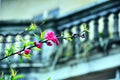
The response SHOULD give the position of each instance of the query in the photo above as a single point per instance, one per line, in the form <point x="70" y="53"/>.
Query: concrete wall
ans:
<point x="27" y="9"/>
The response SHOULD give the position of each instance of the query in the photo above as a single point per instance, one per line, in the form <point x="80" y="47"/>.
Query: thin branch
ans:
<point x="61" y="37"/>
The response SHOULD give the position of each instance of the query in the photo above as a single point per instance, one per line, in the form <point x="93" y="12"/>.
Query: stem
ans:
<point x="73" y="36"/>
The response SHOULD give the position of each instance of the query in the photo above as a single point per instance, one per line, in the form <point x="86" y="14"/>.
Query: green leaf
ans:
<point x="12" y="78"/>
<point x="21" y="58"/>
<point x="19" y="76"/>
<point x="2" y="76"/>
<point x="13" y="72"/>
<point x="49" y="78"/>
<point x="42" y="35"/>
<point x="29" y="43"/>
<point x="35" y="48"/>
<point x="27" y="56"/>
<point x="69" y="39"/>
<point x="22" y="39"/>
<point x="36" y="36"/>
<point x="33" y="27"/>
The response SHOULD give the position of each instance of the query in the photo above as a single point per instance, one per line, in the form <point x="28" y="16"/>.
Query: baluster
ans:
<point x="87" y="34"/>
<point x="105" y="30"/>
<point x="77" y="42"/>
<point x="116" y="29"/>
<point x="96" y="35"/>
<point x="3" y="47"/>
<point x="73" y="41"/>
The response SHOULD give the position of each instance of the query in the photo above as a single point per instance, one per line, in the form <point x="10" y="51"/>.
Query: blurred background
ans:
<point x="97" y="57"/>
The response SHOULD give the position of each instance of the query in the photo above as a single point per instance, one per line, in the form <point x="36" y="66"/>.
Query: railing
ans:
<point x="100" y="20"/>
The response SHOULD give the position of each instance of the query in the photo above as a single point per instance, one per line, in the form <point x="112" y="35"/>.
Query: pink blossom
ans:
<point x="19" y="53"/>
<point x="27" y="51"/>
<point x="51" y="36"/>
<point x="49" y="43"/>
<point x="38" y="45"/>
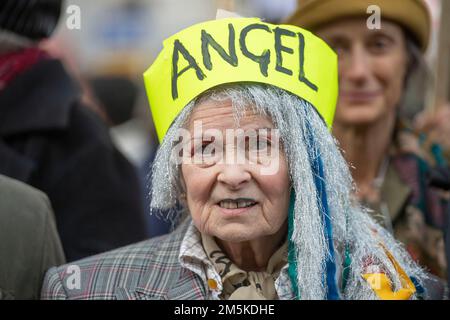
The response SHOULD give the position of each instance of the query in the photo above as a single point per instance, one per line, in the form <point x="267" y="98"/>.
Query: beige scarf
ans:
<point x="242" y="285"/>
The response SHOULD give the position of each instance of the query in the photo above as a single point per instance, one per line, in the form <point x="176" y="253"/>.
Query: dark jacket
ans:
<point x="49" y="140"/>
<point x="29" y="242"/>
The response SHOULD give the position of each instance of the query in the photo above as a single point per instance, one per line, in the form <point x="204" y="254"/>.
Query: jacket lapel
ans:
<point x="187" y="286"/>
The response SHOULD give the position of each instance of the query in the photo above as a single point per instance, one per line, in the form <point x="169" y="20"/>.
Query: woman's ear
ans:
<point x="183" y="191"/>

Task prompt: Omit every picture while copying the listing above exactly.

Reply:
The response SHOULD give the position of each instance of the query in the photo above as a single point per instance, one per line, in the form <point x="70" y="53"/>.
Query: concrete wall
ans:
<point x="27" y="9"/>
The response SHOULD give the position of each instance of the query in the photo above as a single point per instance, one per line, in the form <point x="80" y="47"/>.
Query: thin branch
ans:
<point x="61" y="37"/>
The response SHOULD give the position of each instance of the query in the photo above as a single point per instance, one per line, in the form <point x="93" y="12"/>.
Query: stem
ans:
<point x="73" y="36"/>
The response SHOULD give the position of each instance of the query in the photo above as a single point per instance, one per line, in the form <point x="86" y="14"/>.
Query: green leaf
ans:
<point x="12" y="78"/>
<point x="21" y="58"/>
<point x="19" y="76"/>
<point x="2" y="76"/>
<point x="13" y="72"/>
<point x="49" y="78"/>
<point x="42" y="35"/>
<point x="29" y="43"/>
<point x="35" y="48"/>
<point x="27" y="56"/>
<point x="69" y="39"/>
<point x="22" y="39"/>
<point x="36" y="36"/>
<point x="33" y="27"/>
The response SHOULD give the position of each instance of the query in the photo above as a single point per instance, one per line, in the form <point x="28" y="16"/>.
Query: baluster
ans:
<point x="87" y="34"/>
<point x="105" y="30"/>
<point x="77" y="42"/>
<point x="116" y="29"/>
<point x="96" y="35"/>
<point x="3" y="47"/>
<point x="73" y="41"/>
The response SHOULD give the position of each instance of the query in the photo above as a single point per instance, one per line, in the form <point x="10" y="51"/>.
Query: blurred background
ans:
<point x="97" y="57"/>
The response SHOULD give the position of each instance of the query in the photo above as a single point per instance, one per line, in the form <point x="36" y="66"/>.
Query: railing
ans:
<point x="100" y="20"/>
The response SHOULD give the position of each instance of the query in the photo above as a single point per instance, one per line, in the form <point x="112" y="35"/>.
Query: pink blossom
ans:
<point x="19" y="53"/>
<point x="27" y="51"/>
<point x="51" y="36"/>
<point x="49" y="43"/>
<point x="38" y="45"/>
The response SHOULD give the position of each instance of the query in the photo above as a single point per instance, one per line, in the form <point x="267" y="98"/>.
Query: beige scarf
ans:
<point x="242" y="285"/>
The response SHOULD give the position of each instance of the query in the photo above as a single point per instance, one per line, in the form <point x="176" y="253"/>.
Query: dark jacket
ans:
<point x="49" y="140"/>
<point x="29" y="242"/>
The response SHOULD give the position of each instance of the query in the photo above as a single point per instance, one per line, in the form <point x="204" y="254"/>.
Query: jacket lapel
ans:
<point x="187" y="286"/>
The response SHOULD give the position of each instance of the query in the photo above as a single point per instance, one per line, in the form <point x="169" y="20"/>.
Query: woman's ear
ans:
<point x="183" y="191"/>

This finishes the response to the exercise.